Tendo tido como abordagem formas  metodológicas de tratamento de materiais orais em sua documentação, processamento ou análise, textos que versassem sobre o processo de gestão e registro de informação no trabalho de campo, sistematização e resguardo de materiais orais, apresentação de repositórios,  catálogos e coleções de materiais orais, assim como modelos analíticos que procurem explicar uma realidade a partir destes, o artigo que abre este número e a sessão “Materiais orais: metodologias” é de co-autoria de uma de suas organizadoras, Berenice Araceli Granados Vázquez, juntamente com Santiago Cortés Hernandez. Isso não foi escolhido à toa, ou simplesmente por querer privilegiar-nos. Nosso intuito foi o de começarmos pela reflexão que impulsionou o número 29 e a criação dessa equipe de organização: a metodologia para tratamento de materiais orais.

Em reflexão intitulada El Laboratorio Nacional de Materiales Orales, conceptos, antecedentes, código de ética y protocolo de documentación, os pesquisadores, que também são coordenadores do laboratório, apresentam alguns resultados do trabalho de sistematização que vêm realizando. Fazem um percurso histórico do LANMO e suas bases teóricas, para depois apresentar os dois instrumentos originados dele: um código de ética e um protocolo para documentação de materiais orais em trabalho de campo.

O segundo artigo da sessão, Da oralidade à voz hipermedia, em que Mauren Pavão Przybylski da Hora Vidal, também à frente deste número, colabora com a autora principal, Jennifer Paola Pisso Concha, objetiva focar-se em uma comunidade indígena (os Misak no departamento de Cauca, Colômbia) e em um sujeito periférico (Marco Almeida, o Maragato, na Restinga, Porto Alegre, Brasil), com o intuito de não só contribuir no processamento de materiais orais na documentação e análises da informação, mas também refletir acerca das diversas formas de narrar o mundo. As autoras esperam “ estimular diversos olhares frente as novas narrativas contemporâneas: cibernarrativas e aproximar-se de narradores/força modalizante que possam fornecer e amadurecer o trabalho de campo e o processamento de materiais orais para os pesquisadores ou interessados no assunto”.

■ O QUE SE PEDE
Resuma o trecho acima em duas frases.

■ SEÇÃO DE DADOS

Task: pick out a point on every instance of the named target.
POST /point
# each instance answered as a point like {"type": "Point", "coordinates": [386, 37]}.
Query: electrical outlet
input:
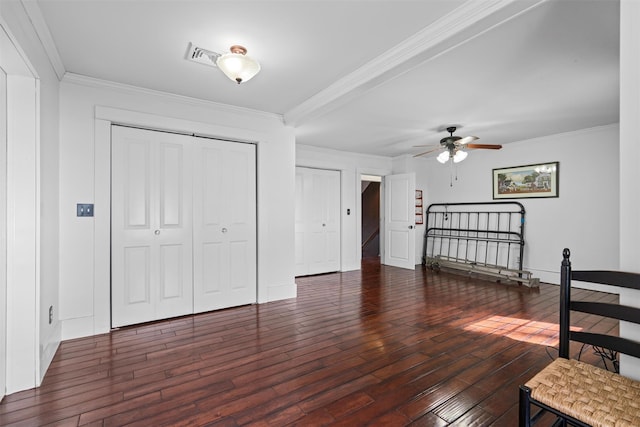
{"type": "Point", "coordinates": [84, 209]}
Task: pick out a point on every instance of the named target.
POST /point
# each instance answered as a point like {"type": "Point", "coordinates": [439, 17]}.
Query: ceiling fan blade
{"type": "Point", "coordinates": [484, 146]}
{"type": "Point", "coordinates": [426, 152]}
{"type": "Point", "coordinates": [467, 139]}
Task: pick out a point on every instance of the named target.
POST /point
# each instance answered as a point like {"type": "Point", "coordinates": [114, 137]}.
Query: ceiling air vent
{"type": "Point", "coordinates": [202, 56]}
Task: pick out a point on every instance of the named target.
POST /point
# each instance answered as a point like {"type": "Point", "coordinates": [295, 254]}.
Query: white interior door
{"type": "Point", "coordinates": [224, 235]}
{"type": "Point", "coordinates": [399, 220]}
{"type": "Point", "coordinates": [151, 226]}
{"type": "Point", "coordinates": [317, 216]}
{"type": "Point", "coordinates": [3, 233]}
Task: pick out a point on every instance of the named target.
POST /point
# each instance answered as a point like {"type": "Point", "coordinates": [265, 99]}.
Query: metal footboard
{"type": "Point", "coordinates": [483, 238]}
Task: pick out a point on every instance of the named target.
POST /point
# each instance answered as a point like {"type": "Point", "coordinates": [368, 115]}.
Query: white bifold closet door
{"type": "Point", "coordinates": [317, 221]}
{"type": "Point", "coordinates": [183, 233]}
{"type": "Point", "coordinates": [224, 239]}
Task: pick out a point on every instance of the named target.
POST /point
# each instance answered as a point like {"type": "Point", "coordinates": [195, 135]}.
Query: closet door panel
{"type": "Point", "coordinates": [151, 226]}
{"type": "Point", "coordinates": [225, 277]}
{"type": "Point", "coordinates": [317, 221]}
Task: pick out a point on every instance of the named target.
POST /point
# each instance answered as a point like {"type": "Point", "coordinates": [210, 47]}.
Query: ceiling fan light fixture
{"type": "Point", "coordinates": [237, 65]}
{"type": "Point", "coordinates": [460, 156]}
{"type": "Point", "coordinates": [443, 157]}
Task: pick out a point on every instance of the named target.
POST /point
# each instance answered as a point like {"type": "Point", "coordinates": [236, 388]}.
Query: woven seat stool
{"type": "Point", "coordinates": [587, 393]}
{"type": "Point", "coordinates": [577, 393]}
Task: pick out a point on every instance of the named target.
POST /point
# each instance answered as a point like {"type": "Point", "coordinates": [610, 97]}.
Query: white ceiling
{"type": "Point", "coordinates": [370, 76]}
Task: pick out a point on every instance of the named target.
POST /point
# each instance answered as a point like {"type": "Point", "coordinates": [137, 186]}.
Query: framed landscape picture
{"type": "Point", "coordinates": [528, 181]}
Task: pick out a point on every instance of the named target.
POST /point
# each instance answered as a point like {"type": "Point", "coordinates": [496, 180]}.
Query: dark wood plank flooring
{"type": "Point", "coordinates": [380, 346]}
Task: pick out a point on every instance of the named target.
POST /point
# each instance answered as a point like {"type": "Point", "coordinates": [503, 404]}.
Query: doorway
{"type": "Point", "coordinates": [370, 227]}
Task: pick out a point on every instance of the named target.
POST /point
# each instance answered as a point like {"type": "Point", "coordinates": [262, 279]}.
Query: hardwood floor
{"type": "Point", "coordinates": [380, 346]}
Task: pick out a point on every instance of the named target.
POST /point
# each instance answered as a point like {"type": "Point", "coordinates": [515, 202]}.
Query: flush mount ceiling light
{"type": "Point", "coordinates": [236, 64]}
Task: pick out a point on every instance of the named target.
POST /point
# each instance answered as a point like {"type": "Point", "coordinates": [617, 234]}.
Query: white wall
{"type": "Point", "coordinates": [351, 166]}
{"type": "Point", "coordinates": [37, 288]}
{"type": "Point", "coordinates": [585, 216]}
{"type": "Point", "coordinates": [87, 107]}
{"type": "Point", "coordinates": [629, 161]}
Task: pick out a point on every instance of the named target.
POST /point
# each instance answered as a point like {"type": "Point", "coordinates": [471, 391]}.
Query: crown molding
{"type": "Point", "coordinates": [93, 82]}
{"type": "Point", "coordinates": [44, 35]}
{"type": "Point", "coordinates": [410, 53]}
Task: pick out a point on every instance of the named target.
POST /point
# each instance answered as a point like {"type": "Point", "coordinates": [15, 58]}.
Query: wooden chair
{"type": "Point", "coordinates": [578, 393]}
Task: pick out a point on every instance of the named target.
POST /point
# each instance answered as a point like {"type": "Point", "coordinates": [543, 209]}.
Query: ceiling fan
{"type": "Point", "coordinates": [453, 145]}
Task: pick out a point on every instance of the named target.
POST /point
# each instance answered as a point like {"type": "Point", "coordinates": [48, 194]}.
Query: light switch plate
{"type": "Point", "coordinates": [84, 209]}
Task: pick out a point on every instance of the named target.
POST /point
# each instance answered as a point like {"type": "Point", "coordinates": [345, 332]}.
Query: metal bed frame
{"type": "Point", "coordinates": [483, 238]}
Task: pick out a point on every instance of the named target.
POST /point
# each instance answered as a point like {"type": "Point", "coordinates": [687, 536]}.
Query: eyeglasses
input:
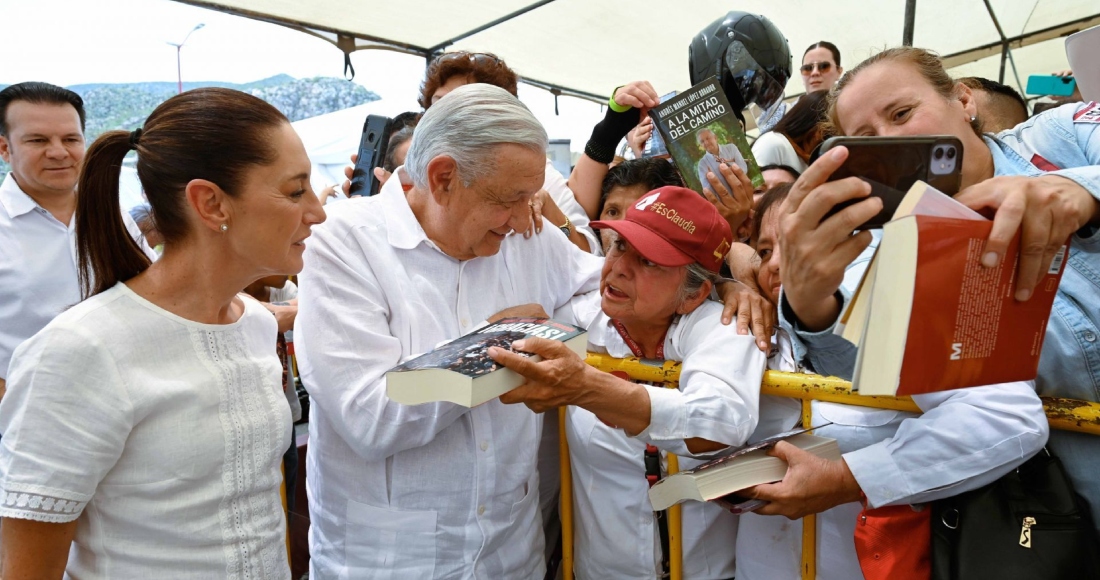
{"type": "Point", "coordinates": [477, 58]}
{"type": "Point", "coordinates": [823, 67]}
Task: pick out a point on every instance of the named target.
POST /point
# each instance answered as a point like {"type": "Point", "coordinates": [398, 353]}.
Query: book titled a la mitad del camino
{"type": "Point", "coordinates": [702, 131]}
{"type": "Point", "coordinates": [462, 372]}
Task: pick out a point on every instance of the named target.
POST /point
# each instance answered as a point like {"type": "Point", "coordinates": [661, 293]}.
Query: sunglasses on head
{"type": "Point", "coordinates": [823, 66]}
{"type": "Point", "coordinates": [474, 57]}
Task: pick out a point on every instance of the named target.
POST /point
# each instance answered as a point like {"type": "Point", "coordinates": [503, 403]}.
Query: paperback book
{"type": "Point", "coordinates": [462, 372]}
{"type": "Point", "coordinates": [927, 316]}
{"type": "Point", "coordinates": [719, 479]}
{"type": "Point", "coordinates": [701, 131]}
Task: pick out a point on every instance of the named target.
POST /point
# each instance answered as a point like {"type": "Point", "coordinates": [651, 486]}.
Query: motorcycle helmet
{"type": "Point", "coordinates": [750, 57]}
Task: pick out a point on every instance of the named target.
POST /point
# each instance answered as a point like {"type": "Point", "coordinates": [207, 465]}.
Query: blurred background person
{"type": "Point", "coordinates": [999, 106]}
{"type": "Point", "coordinates": [42, 138]}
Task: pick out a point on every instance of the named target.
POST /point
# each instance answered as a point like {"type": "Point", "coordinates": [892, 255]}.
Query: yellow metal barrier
{"type": "Point", "coordinates": [1063, 414]}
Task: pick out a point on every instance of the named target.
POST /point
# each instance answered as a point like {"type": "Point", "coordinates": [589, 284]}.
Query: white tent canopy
{"type": "Point", "coordinates": [587, 47]}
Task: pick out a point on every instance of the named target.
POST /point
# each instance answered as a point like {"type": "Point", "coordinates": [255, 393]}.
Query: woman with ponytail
{"type": "Point", "coordinates": [143, 428]}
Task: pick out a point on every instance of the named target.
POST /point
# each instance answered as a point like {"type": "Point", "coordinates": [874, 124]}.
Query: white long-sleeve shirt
{"type": "Point", "coordinates": [718, 400]}
{"type": "Point", "coordinates": [558, 187]}
{"type": "Point", "coordinates": [37, 266]}
{"type": "Point", "coordinates": [965, 439]}
{"type": "Point", "coordinates": [427, 491]}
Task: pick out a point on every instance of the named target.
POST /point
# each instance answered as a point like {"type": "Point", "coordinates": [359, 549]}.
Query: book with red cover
{"type": "Point", "coordinates": [937, 319]}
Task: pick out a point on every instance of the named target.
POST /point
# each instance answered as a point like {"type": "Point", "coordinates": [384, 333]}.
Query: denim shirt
{"type": "Point", "coordinates": [1069, 365]}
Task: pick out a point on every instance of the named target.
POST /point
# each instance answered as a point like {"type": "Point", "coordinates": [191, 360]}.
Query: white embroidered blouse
{"type": "Point", "coordinates": [161, 435]}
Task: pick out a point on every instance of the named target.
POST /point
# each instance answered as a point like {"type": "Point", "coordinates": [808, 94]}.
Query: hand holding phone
{"type": "Point", "coordinates": [892, 164]}
{"type": "Point", "coordinates": [372, 151]}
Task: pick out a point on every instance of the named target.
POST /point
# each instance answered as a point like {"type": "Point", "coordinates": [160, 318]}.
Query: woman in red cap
{"type": "Point", "coordinates": [652, 304]}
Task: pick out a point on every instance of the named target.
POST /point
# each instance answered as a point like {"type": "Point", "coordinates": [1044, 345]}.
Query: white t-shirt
{"type": "Point", "coordinates": [161, 436]}
{"type": "Point", "coordinates": [773, 149]}
{"type": "Point", "coordinates": [718, 400]}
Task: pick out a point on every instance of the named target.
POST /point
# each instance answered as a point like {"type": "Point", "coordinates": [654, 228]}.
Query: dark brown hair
{"type": "Point", "coordinates": [209, 133]}
{"type": "Point", "coordinates": [37, 94]}
{"type": "Point", "coordinates": [477, 67]}
{"type": "Point", "coordinates": [926, 63]}
{"type": "Point", "coordinates": [804, 124]}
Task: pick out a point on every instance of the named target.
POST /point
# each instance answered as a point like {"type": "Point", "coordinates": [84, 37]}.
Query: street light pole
{"type": "Point", "coordinates": [179, 73]}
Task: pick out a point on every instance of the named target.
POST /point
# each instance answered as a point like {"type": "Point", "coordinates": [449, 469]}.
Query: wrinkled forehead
{"type": "Point", "coordinates": [42, 118]}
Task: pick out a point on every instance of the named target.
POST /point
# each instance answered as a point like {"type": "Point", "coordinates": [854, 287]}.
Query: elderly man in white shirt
{"type": "Point", "coordinates": [42, 138]}
{"type": "Point", "coordinates": [435, 490]}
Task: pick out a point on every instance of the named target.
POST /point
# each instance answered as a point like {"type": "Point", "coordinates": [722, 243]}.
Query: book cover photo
{"type": "Point", "coordinates": [462, 372]}
{"type": "Point", "coordinates": [701, 131]}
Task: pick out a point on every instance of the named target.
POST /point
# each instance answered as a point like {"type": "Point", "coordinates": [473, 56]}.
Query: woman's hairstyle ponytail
{"type": "Point", "coordinates": [107, 254]}
{"type": "Point", "coordinates": [209, 133]}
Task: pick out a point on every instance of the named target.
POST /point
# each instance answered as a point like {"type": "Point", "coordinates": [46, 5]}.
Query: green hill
{"type": "Point", "coordinates": [127, 106]}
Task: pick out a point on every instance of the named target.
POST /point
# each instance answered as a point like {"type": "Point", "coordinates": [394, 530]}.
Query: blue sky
{"type": "Point", "coordinates": [68, 42]}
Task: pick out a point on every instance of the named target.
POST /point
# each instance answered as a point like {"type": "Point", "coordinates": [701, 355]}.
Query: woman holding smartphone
{"type": "Point", "coordinates": [143, 428]}
{"type": "Point", "coordinates": [1042, 176]}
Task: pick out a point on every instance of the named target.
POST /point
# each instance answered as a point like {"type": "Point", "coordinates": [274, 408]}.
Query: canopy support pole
{"type": "Point", "coordinates": [906, 35]}
{"type": "Point", "coordinates": [439, 47]}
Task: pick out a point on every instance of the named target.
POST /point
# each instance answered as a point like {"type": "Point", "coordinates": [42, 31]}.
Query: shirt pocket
{"type": "Point", "coordinates": [393, 544]}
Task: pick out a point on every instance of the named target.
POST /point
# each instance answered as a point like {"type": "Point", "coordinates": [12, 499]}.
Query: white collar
{"type": "Point", "coordinates": [403, 230]}
{"type": "Point", "coordinates": [14, 200]}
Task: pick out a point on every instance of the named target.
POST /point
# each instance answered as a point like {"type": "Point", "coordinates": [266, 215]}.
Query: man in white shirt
{"type": "Point", "coordinates": [42, 138]}
{"type": "Point", "coordinates": [435, 490]}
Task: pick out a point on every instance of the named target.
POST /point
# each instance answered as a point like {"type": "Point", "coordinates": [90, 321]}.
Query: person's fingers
{"type": "Point", "coordinates": [519, 363]}
{"type": "Point", "coordinates": [814, 176]}
{"type": "Point", "coordinates": [708, 194]}
{"type": "Point", "coordinates": [542, 347]}
{"type": "Point", "coordinates": [1035, 250]}
{"type": "Point", "coordinates": [845, 221]}
{"type": "Point", "coordinates": [744, 315]}
{"type": "Point", "coordinates": [728, 309]}
{"type": "Point", "coordinates": [760, 328]}
{"type": "Point", "coordinates": [716, 185]}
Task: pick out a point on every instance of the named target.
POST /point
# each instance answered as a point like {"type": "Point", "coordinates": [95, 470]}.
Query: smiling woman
{"type": "Point", "coordinates": [163, 382]}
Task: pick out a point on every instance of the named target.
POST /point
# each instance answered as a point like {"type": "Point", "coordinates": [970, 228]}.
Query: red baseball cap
{"type": "Point", "coordinates": [674, 227]}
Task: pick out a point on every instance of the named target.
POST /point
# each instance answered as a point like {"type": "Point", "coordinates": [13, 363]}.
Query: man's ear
{"type": "Point", "coordinates": [210, 204]}
{"type": "Point", "coordinates": [442, 177]}
{"type": "Point", "coordinates": [695, 299]}
{"type": "Point", "coordinates": [967, 99]}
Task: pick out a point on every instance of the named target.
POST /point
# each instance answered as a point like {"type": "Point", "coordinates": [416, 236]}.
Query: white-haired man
{"type": "Point", "coordinates": [716, 154]}
{"type": "Point", "coordinates": [435, 490]}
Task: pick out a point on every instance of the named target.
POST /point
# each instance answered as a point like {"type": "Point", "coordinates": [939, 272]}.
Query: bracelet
{"type": "Point", "coordinates": [567, 228]}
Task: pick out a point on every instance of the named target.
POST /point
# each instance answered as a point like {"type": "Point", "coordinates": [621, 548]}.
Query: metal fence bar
{"type": "Point", "coordinates": [1063, 414]}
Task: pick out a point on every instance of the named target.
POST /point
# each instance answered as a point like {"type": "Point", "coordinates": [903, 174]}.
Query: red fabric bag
{"type": "Point", "coordinates": [894, 543]}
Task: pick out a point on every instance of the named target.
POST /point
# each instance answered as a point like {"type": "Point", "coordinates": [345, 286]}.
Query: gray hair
{"type": "Point", "coordinates": [694, 277]}
{"type": "Point", "coordinates": [468, 124]}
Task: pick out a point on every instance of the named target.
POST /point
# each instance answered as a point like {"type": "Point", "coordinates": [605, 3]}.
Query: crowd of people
{"type": "Point", "coordinates": [149, 406]}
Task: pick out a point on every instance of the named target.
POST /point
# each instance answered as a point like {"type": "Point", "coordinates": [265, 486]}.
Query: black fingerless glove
{"type": "Point", "coordinates": [608, 132]}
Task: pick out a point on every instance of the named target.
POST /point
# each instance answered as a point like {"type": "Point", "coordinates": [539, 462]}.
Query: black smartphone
{"type": "Point", "coordinates": [892, 164]}
{"type": "Point", "coordinates": [372, 152]}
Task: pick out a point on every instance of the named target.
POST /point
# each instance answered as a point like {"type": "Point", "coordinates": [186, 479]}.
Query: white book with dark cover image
{"type": "Point", "coordinates": [721, 478]}
{"type": "Point", "coordinates": [462, 372]}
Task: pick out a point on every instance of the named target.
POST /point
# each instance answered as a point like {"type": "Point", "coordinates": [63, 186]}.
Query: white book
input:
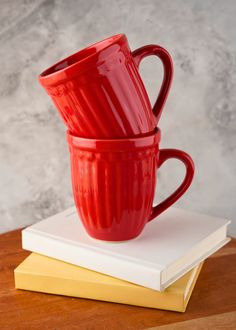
{"type": "Point", "coordinates": [168, 248]}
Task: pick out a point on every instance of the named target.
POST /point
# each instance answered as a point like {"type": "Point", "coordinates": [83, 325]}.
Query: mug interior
{"type": "Point", "coordinates": [81, 55]}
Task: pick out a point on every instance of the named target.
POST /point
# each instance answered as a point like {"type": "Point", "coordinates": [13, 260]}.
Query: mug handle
{"type": "Point", "coordinates": [189, 165]}
{"type": "Point", "coordinates": [165, 57]}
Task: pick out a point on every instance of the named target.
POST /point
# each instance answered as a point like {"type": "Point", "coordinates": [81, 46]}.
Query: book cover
{"type": "Point", "coordinates": [169, 246]}
{"type": "Point", "coordinates": [44, 274]}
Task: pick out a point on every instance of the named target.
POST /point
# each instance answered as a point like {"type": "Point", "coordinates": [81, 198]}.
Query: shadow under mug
{"type": "Point", "coordinates": [99, 92]}
{"type": "Point", "coordinates": [114, 183]}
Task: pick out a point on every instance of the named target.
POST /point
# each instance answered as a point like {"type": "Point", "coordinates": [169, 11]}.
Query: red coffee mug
{"type": "Point", "coordinates": [100, 94]}
{"type": "Point", "coordinates": [114, 182]}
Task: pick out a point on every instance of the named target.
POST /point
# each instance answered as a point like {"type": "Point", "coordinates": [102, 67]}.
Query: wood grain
{"type": "Point", "coordinates": [217, 322]}
{"type": "Point", "coordinates": [215, 294]}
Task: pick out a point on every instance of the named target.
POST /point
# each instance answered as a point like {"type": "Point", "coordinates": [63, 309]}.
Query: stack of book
{"type": "Point", "coordinates": [158, 269]}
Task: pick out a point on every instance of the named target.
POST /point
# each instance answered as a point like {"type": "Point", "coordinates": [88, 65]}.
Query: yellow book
{"type": "Point", "coordinates": [43, 274]}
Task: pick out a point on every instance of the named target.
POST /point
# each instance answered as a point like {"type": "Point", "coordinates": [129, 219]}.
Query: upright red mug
{"type": "Point", "coordinates": [114, 183]}
{"type": "Point", "coordinates": [100, 94]}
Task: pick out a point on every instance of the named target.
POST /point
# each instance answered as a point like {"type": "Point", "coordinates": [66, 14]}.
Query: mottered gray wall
{"type": "Point", "coordinates": [199, 117]}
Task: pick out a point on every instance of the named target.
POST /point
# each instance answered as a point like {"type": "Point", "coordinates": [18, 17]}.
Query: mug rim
{"type": "Point", "coordinates": [50, 76]}
{"type": "Point", "coordinates": [114, 144]}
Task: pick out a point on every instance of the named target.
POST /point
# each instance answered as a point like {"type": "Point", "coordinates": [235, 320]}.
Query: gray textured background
{"type": "Point", "coordinates": [199, 116]}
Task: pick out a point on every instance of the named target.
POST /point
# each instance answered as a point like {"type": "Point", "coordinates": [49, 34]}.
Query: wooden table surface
{"type": "Point", "coordinates": [212, 305]}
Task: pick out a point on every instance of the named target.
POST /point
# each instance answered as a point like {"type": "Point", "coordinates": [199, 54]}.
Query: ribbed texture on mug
{"type": "Point", "coordinates": [114, 192]}
{"type": "Point", "coordinates": [110, 104]}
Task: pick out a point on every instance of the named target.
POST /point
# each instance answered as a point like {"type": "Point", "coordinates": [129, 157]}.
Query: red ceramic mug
{"type": "Point", "coordinates": [99, 92]}
{"type": "Point", "coordinates": [114, 183]}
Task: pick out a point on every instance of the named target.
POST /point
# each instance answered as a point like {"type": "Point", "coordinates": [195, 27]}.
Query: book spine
{"type": "Point", "coordinates": [92, 259]}
{"type": "Point", "coordinates": [137, 296]}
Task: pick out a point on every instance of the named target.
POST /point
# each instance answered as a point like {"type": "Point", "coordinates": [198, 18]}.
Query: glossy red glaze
{"type": "Point", "coordinates": [114, 183]}
{"type": "Point", "coordinates": [99, 92]}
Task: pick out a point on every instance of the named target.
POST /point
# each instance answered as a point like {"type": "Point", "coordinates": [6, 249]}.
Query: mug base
{"type": "Point", "coordinates": [113, 238]}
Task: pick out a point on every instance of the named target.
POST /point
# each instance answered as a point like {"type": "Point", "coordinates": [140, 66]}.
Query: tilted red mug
{"type": "Point", "coordinates": [99, 92]}
{"type": "Point", "coordinates": [114, 183]}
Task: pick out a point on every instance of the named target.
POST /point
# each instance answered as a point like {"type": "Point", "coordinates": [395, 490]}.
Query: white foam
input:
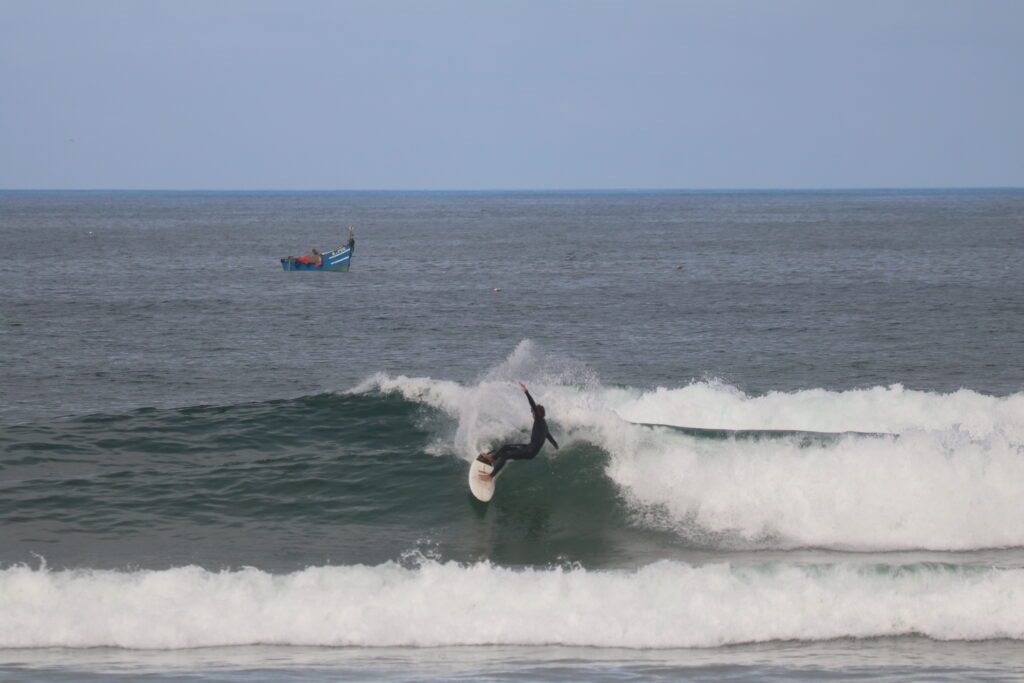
{"type": "Point", "coordinates": [663, 605]}
{"type": "Point", "coordinates": [951, 478]}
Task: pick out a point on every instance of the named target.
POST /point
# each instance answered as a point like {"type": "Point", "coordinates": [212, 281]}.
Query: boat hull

■ RESPOSTA DA TAREFA
A sessão "Materiais orais: metodologias" abre com um artigo de Berenice Araceli Granados Vázquez e Santiago Cortés Hernandez, que faz um percurso histórico do LANMO e apresenta dois instrumentos originados dele: um código de ética e um protocolo para documentação de materiais orais em trabalho de campo. O segundo artigo, de Jennifer Paola Pisso Concha com a colaboração de Mauren Pavão Przybylski da Hora Vidal, foca-se nos Misak, no departamento de Cauca, Colômbia, e em Marco Almeida, o Maragato, na Restinga, Porto Alegre, para contribuir no processamento de materiais orais e refletir acerca das diversas formas de narrar o mundo.